(Beginning of Data for this task)

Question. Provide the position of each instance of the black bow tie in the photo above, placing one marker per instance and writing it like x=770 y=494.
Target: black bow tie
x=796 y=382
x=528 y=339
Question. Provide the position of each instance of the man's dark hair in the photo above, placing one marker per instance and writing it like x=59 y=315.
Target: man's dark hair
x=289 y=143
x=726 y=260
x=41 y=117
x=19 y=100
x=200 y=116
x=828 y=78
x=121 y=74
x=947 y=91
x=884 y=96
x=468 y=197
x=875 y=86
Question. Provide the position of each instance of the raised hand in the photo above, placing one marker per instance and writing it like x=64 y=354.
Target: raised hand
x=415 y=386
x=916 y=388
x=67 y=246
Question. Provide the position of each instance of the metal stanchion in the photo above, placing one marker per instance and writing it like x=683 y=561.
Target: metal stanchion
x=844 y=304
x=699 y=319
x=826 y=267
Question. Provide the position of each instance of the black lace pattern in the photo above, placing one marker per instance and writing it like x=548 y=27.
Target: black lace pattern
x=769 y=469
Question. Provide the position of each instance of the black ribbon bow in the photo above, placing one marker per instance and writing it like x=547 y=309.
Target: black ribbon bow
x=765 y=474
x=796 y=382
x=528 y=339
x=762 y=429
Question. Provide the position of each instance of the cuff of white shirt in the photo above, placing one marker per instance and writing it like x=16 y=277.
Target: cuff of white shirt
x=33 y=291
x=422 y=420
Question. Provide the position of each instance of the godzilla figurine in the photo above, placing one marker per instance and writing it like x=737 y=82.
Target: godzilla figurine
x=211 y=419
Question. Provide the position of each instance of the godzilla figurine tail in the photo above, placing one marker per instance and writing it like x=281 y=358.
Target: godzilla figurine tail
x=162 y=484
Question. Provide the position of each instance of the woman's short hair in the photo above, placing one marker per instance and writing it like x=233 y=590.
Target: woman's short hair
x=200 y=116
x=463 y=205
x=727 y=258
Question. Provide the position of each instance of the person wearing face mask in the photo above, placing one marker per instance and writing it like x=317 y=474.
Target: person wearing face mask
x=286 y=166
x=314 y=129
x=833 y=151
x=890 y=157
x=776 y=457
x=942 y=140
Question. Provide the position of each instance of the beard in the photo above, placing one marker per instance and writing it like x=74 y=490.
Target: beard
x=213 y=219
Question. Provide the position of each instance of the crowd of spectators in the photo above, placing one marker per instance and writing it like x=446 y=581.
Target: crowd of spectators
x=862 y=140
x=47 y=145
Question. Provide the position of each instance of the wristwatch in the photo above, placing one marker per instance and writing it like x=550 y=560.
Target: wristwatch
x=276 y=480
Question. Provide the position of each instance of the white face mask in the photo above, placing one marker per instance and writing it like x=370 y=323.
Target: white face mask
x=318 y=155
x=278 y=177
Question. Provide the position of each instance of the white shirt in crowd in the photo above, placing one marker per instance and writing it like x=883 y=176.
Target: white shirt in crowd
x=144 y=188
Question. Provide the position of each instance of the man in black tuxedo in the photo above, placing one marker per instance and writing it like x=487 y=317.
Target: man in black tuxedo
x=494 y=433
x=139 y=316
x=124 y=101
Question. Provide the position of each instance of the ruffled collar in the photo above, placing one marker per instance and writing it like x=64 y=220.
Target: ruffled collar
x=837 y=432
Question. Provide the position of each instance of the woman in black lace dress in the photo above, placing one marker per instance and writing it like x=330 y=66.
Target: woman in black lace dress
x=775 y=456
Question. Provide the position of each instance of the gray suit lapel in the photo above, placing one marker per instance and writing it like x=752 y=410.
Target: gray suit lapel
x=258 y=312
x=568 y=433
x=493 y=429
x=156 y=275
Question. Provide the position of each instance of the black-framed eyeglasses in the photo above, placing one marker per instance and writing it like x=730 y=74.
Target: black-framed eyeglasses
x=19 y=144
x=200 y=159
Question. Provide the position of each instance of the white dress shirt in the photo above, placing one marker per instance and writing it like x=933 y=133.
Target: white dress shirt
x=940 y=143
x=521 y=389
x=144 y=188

(End of Data for this task)

= Requirement =
Every line of data must be returned unchanged.

= Answer space =
Question. Provide the position of each instance of the black bow tie in the photo above, placing one marker per instance and writing it like x=770 y=494.
Target: black bow tie
x=796 y=382
x=528 y=339
Question. Provide the position of each instance of the man's dark hair in the photo above, placing one marker per instance and writing it like x=59 y=315.
Target: man's dark hair
x=289 y=143
x=726 y=260
x=41 y=117
x=19 y=100
x=200 y=116
x=828 y=78
x=121 y=74
x=947 y=91
x=884 y=96
x=468 y=197
x=875 y=86
Question. Provide the position of each instance of the raised hand in the photo above, placing one marker per instance and writing it like x=64 y=354.
Target: raised hand
x=415 y=386
x=916 y=388
x=67 y=246
Question. Provide the position of each instance of the metal stanchion in the photo above, placing one marker per instance and writing it like x=683 y=561.
Target: metal stanchion
x=844 y=304
x=699 y=319
x=826 y=267
Question. Provide the position of each instance of the black lace pattern in the photo above, placing one marker per instance and writing it like x=548 y=27.
Target: black lace pattern
x=769 y=469
Question. Provide the position of each instance of the black ribbon bow in the photo above, placing one marker per instance and writing it like x=547 y=309.
Target: black ribbon bow
x=765 y=474
x=796 y=382
x=528 y=339
x=762 y=429
Question. Provide the position of each instance of the cuff of white shirt in the photo above, placing one marker per instance and writing it like x=16 y=277.
Target: cuff of white shirt
x=33 y=291
x=422 y=420
Question. Provide the position of each instance of the godzilla figurine in the photo above, placing one marker per instance and writing it like x=737 y=82.
Target: godzilla figurine
x=211 y=419
Question. Provide the position of each instance of the godzilla figurine tail in the photo above, placing one marker per instance and writing it like x=281 y=358.
Target: godzilla figurine tail
x=162 y=484
Question. Provide the position of each instance of the woman's short hair in the photo above, placing one marker per instance and writing it like x=233 y=590.
Target: woman's short hair
x=200 y=116
x=463 y=205
x=727 y=258
Question. Provide the position of each instance of the person wearing face mask in the photo above, placing one marker per instance and writing it like x=317 y=474.
Target: person wearing face mask
x=286 y=166
x=314 y=129
x=833 y=151
x=890 y=157
x=776 y=457
x=942 y=140
Question. Provide the position of each instance of the beard in the photo above, placing one marker per instance and writing it like x=74 y=490.
Target: beard
x=213 y=219
Question. Provide the position of each instance of the crowd of spectators in the photo above, placing one marker per instance and writing it like x=446 y=581.
Target: crowd of spectators
x=862 y=140
x=47 y=145
Question. Provide the position of each instance of the wristwatch in the photo above, placing one marker per instance and writing it like x=550 y=560.
Target: wristwatch
x=276 y=480
Question. Provide the position of each instance of the white face mask in the photo above, placing one marker per instance and writing it like x=370 y=323.
Target: white face mask
x=318 y=155
x=278 y=177
Question. Provide the position of each instance of the white shirt in crowd in the photo above, placing one marker per instance and writing it like x=883 y=176.
Target: white shirt in crowd
x=144 y=188
Question. Provide the position of each instance of the man in black tuxedo in the photo above, placing one marker per instance and writing it like x=487 y=317.
Target: man in black tuxedo
x=494 y=433
x=139 y=316
x=124 y=101
Question. Provide the position of each instance of the ruffled collar in the photo above, placing one marker per instance and writing it like x=64 y=220.
Target: ruffled collar
x=837 y=432
Question. Provide the position of each instance of the woman in black lace dress in the photo above, placing one marker per instance and writing it like x=330 y=66.
Target: woman in black lace dress
x=775 y=456
Question. Provide the position of each instance of the gray suit lapel in the photo above, placing one marker per instance and writing it like x=752 y=410.
Target: gray suit lapel
x=258 y=312
x=568 y=433
x=493 y=429
x=156 y=275
Question. Provide the position of each instance of the black-framed eyeglasses in the photo above, placing one marker per instance and writing it like x=730 y=74.
Target: black-framed eyeglasses
x=19 y=144
x=200 y=159
Question. Provide the position of each instance of the white dress shirt in the photo above, placing one marker per instance and writing it like x=933 y=133.
Target: white dress shirt
x=940 y=143
x=521 y=389
x=144 y=188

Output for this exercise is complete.